## Task to complete
Extract the line that contains "Target: blurred green field" and every line after it to the end of the records below, exactly as written and nothing else.

***** Extracted records

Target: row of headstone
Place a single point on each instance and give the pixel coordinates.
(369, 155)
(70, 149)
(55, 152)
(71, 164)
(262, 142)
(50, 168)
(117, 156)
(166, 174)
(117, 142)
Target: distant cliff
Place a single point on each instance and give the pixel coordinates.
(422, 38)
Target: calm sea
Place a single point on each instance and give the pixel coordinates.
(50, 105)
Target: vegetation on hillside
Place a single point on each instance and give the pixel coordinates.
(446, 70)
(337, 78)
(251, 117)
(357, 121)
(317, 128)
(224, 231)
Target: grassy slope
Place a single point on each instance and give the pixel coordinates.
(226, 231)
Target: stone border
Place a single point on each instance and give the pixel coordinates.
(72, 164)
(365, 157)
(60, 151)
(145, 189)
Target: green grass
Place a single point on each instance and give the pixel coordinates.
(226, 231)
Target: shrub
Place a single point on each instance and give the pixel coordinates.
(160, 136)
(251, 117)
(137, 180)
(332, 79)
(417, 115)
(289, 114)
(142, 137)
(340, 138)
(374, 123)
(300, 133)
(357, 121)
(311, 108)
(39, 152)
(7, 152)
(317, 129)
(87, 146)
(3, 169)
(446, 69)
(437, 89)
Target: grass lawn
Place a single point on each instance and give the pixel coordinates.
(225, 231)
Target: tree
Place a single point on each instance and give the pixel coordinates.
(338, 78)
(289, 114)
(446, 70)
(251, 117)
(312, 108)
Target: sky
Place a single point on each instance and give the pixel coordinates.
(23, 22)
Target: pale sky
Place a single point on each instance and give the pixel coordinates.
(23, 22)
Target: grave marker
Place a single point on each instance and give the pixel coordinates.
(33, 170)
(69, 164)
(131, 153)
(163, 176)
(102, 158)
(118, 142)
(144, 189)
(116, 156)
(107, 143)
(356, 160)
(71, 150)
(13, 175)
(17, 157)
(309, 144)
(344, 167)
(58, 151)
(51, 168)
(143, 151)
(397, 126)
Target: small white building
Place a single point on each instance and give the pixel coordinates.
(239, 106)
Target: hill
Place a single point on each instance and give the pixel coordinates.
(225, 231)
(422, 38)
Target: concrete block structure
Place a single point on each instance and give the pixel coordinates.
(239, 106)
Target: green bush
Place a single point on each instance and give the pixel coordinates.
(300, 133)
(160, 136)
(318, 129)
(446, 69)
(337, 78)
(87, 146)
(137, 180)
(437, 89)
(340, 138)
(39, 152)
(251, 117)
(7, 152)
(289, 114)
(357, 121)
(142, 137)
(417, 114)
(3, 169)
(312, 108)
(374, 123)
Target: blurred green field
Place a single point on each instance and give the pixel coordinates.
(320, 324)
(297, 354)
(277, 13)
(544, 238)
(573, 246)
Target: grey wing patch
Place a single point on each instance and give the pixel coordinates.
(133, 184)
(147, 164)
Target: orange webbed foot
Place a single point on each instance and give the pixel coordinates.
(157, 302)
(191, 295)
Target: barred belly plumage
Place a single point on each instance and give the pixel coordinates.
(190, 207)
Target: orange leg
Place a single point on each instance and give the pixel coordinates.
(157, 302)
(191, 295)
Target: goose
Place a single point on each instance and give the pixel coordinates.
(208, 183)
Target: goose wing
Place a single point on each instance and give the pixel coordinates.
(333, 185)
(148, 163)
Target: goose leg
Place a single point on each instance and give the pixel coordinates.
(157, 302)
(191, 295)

**********

## Correct response
Target: blurred green field
Place a single point on each instance and give the pixel coordinates.
(320, 324)
(297, 354)
(277, 13)
(544, 238)
(573, 246)
Target: grey wing patch
Place a single point on each instance and give the pixel coordinates.
(133, 184)
(147, 164)
Target: orange webbed foot
Place a single point on each instance and give the pixel coordinates.
(157, 302)
(191, 295)
Target: barred belly plumage
Place a single point on each instance and give the pixel coordinates.
(190, 207)
Target: orange leg
Place a single point on each instance and give the pixel coordinates.
(157, 302)
(191, 295)
Target: goose
Place a single point on each instance and give the pixel coordinates.
(208, 183)
Target: goose wing
Place a single point on each instance and give the pixel coordinates.
(333, 185)
(148, 163)
Target: goose leg
Place a single point on each instance and give the pixel coordinates.
(157, 302)
(191, 295)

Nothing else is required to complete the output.